::: THE RECORDS
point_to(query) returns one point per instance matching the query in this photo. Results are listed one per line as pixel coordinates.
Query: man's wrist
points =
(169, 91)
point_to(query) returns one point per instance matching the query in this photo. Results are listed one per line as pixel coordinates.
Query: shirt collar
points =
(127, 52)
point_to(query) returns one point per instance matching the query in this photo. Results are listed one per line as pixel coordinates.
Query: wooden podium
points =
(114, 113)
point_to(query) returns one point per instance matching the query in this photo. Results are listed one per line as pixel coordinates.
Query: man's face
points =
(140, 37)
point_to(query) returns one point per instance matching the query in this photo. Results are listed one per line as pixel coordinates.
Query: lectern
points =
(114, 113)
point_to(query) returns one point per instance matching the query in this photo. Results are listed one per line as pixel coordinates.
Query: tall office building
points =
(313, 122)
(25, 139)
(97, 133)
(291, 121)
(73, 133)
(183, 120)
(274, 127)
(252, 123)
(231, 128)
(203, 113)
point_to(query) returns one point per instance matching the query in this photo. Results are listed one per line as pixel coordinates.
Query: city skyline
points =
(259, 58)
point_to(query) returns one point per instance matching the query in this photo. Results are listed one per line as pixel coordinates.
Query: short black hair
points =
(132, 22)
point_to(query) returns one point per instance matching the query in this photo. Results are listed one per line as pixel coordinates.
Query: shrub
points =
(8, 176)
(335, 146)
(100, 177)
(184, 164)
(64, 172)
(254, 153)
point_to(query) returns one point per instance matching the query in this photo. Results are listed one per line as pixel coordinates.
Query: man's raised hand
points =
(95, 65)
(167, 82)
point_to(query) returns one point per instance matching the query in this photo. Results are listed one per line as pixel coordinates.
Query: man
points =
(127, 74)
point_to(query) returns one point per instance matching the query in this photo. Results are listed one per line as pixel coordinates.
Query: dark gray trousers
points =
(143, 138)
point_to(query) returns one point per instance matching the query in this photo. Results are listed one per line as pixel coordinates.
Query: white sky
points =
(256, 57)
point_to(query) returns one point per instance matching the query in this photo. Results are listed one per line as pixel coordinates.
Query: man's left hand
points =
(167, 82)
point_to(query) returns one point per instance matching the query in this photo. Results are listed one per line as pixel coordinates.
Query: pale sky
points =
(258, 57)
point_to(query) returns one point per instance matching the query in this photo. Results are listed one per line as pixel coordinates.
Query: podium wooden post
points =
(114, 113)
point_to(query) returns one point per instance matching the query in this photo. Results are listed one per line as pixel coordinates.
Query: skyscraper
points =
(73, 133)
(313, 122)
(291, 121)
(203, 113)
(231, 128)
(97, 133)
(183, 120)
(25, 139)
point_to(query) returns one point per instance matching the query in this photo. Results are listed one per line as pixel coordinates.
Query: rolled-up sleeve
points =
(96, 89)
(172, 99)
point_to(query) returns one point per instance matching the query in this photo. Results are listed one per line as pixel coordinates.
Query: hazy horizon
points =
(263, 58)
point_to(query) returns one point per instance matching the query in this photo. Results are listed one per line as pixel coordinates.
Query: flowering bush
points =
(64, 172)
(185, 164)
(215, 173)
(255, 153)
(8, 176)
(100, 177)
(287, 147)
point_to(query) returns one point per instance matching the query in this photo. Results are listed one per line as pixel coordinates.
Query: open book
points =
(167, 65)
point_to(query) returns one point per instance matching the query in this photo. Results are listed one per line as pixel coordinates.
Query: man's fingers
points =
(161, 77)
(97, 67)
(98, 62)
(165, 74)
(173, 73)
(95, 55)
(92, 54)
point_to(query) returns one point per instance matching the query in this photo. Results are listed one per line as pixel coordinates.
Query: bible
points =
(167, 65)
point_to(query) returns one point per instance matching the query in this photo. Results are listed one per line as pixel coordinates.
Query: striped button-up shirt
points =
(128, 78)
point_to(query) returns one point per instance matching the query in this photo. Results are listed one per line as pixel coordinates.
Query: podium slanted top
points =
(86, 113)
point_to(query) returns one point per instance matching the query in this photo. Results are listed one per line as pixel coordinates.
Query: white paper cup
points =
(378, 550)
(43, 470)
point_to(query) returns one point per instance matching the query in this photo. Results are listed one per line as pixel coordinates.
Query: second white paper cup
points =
::::::
TASK DIRECTIONS: Could you copy out every line in the material above that contains the string "hand"?

ANSWER TO THE EXERCISE:
Query: man's raised hand
Query: man's left hand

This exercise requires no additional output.